EXCERPTED DATA:
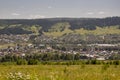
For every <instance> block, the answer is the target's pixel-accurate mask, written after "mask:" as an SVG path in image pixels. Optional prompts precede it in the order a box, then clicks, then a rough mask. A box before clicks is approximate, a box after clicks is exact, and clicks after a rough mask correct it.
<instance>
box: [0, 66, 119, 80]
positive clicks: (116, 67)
mask: <svg viewBox="0 0 120 80" xmlns="http://www.w3.org/2000/svg"><path fill="white" fill-rule="evenodd" d="M0 80H120V65H103V64H101V65H91V64H90V65H86V64H81V65H42V64H39V65H0Z"/></svg>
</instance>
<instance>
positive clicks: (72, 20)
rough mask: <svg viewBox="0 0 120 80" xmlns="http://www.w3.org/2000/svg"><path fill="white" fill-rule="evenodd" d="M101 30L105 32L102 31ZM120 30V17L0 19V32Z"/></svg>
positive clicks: (36, 31)
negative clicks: (31, 18)
mask: <svg viewBox="0 0 120 80" xmlns="http://www.w3.org/2000/svg"><path fill="white" fill-rule="evenodd" d="M102 29H103V30H102ZM96 30H97V31H96ZM100 30H102V32H103V33H100V32H101V31H100ZM109 30H110V32H108V31H109ZM119 31H120V17H107V18H46V19H0V34H31V33H34V34H42V33H44V34H48V35H53V34H58V36H61V35H64V34H68V33H77V34H78V33H79V34H91V33H92V34H96V33H97V32H98V34H120V32H119ZM106 32H108V33H106ZM56 36H57V35H56Z"/></svg>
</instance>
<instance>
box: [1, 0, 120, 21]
mask: <svg viewBox="0 0 120 80" xmlns="http://www.w3.org/2000/svg"><path fill="white" fill-rule="evenodd" d="M111 16H120V0H0V19H35V18H53V17H76V18H80V17H82V18H83V17H90V18H96V17H97V18H102V17H111Z"/></svg>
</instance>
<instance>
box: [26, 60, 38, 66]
mask: <svg viewBox="0 0 120 80" xmlns="http://www.w3.org/2000/svg"><path fill="white" fill-rule="evenodd" d="M38 62H39V61H38V60H36V59H31V60H29V61H28V65H37V64H38Z"/></svg>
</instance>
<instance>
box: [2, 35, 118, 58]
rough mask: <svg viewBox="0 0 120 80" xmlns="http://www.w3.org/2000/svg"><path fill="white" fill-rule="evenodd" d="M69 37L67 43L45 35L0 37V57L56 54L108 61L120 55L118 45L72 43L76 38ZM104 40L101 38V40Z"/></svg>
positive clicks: (94, 39) (65, 39)
mask: <svg viewBox="0 0 120 80" xmlns="http://www.w3.org/2000/svg"><path fill="white" fill-rule="evenodd" d="M71 37H72V39H71V40H70V38H67V39H68V40H69V41H71V43H69V42H67V41H66V40H67V39H64V38H58V39H57V38H54V37H48V36H45V35H40V36H35V35H6V34H4V35H0V57H3V56H5V55H16V56H21V57H24V56H26V55H30V54H32V55H33V54H45V53H58V54H74V55H76V54H79V55H80V57H79V58H80V59H96V60H108V59H116V56H117V55H120V43H113V44H112V43H89V42H88V43H85V42H78V41H74V40H75V37H76V36H71ZM100 37H101V36H100ZM106 37H108V36H106ZM104 38H105V37H104V36H102V39H104ZM114 38H117V39H118V40H120V36H114ZM86 39H89V40H91V41H93V40H94V41H95V38H94V36H87V38H86ZM92 39H93V40H92ZM78 40H79V39H78ZM113 41H114V40H113ZM73 42H75V43H73ZM76 42H77V43H76ZM117 57H120V56H117ZM117 59H119V58H117Z"/></svg>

TASK PROMPT:
All entries must come back exactly as written, though without their pictures.

RESULT OF THIS TASK:
For every <instance> block, the answer is the target's pixel-accurate mask, written after "mask:" as an SVG path in image pixels. Optional prompts precede it in the order a box, then clicks, then a rough mask. A box before clicks is approximate, a box after clicks is exact, and clicks after a rough mask correct it.
<instance>
box: [0, 66, 119, 80]
positive clicks: (116, 67)
mask: <svg viewBox="0 0 120 80" xmlns="http://www.w3.org/2000/svg"><path fill="white" fill-rule="evenodd" d="M0 80H120V65H103V64H101V65H91V64H90V65H86V64H81V65H42V64H39V65H0Z"/></svg>
</instance>
<instance>
positive clicks: (72, 20)
rough mask: <svg viewBox="0 0 120 80" xmlns="http://www.w3.org/2000/svg"><path fill="white" fill-rule="evenodd" d="M101 30L105 32L102 31ZM120 30V17L0 19V32Z"/></svg>
positive clicks: (36, 31)
negative clicks: (31, 18)
mask: <svg viewBox="0 0 120 80" xmlns="http://www.w3.org/2000/svg"><path fill="white" fill-rule="evenodd" d="M102 29H103V30H102ZM96 30H97V31H96ZM100 30H102V32H103V33H100V32H101V31H100ZM109 30H110V32H108V31H109ZM119 31H120V17H107V18H46V19H0V34H31V33H34V34H42V33H44V34H48V35H53V34H58V36H61V35H64V34H68V33H77V34H78V33H79V34H91V33H92V34H96V33H97V32H98V34H120V32H119ZM106 32H108V33H106ZM56 36H57V35H56Z"/></svg>
</instance>
<instance>
box: [1, 0, 120, 21]
mask: <svg viewBox="0 0 120 80" xmlns="http://www.w3.org/2000/svg"><path fill="white" fill-rule="evenodd" d="M111 16H120V0H0V19H35V18H53V17H76V18H80V17H82V18H83V17H90V18H96V17H97V18H102V17H111Z"/></svg>
</instance>
<instance>
box: [26, 60, 38, 66]
mask: <svg viewBox="0 0 120 80" xmlns="http://www.w3.org/2000/svg"><path fill="white" fill-rule="evenodd" d="M38 62H39V61H38V60H36V59H31V60H29V61H28V65H37V64H38Z"/></svg>
</instance>
<instance>
box: [2, 35, 118, 58]
rough mask: <svg viewBox="0 0 120 80" xmlns="http://www.w3.org/2000/svg"><path fill="white" fill-rule="evenodd" d="M69 37L67 43L45 35L0 37V57L56 54L108 61L120 55L118 45L72 43L76 38ZM104 40L101 38V40Z"/></svg>
positive clicks: (94, 39) (65, 39)
mask: <svg viewBox="0 0 120 80" xmlns="http://www.w3.org/2000/svg"><path fill="white" fill-rule="evenodd" d="M71 37H72V39H71V40H70V38H67V39H68V40H69V41H71V43H69V42H67V41H66V40H67V39H64V38H58V39H57V38H54V37H48V36H45V35H40V36H35V35H6V34H4V35H0V57H3V56H5V55H16V56H21V57H24V56H26V55H30V54H32V55H33V54H45V53H58V54H74V55H76V54H79V55H80V57H79V58H80V59H96V60H108V59H116V56H117V55H120V43H113V44H112V43H89V42H88V43H85V42H78V41H74V40H75V37H76V36H71ZM100 37H101V36H100ZM106 37H108V36H106ZM104 38H105V37H104V36H102V39H104ZM114 38H117V39H118V40H120V36H114ZM86 39H89V40H91V41H93V40H94V41H95V38H94V36H87V38H86ZM92 39H93V40H92ZM78 40H79V39H78ZM113 41H114V40H113ZM73 42H75V43H73ZM76 42H77V43H76ZM117 57H120V56H117ZM117 59H119V58H117Z"/></svg>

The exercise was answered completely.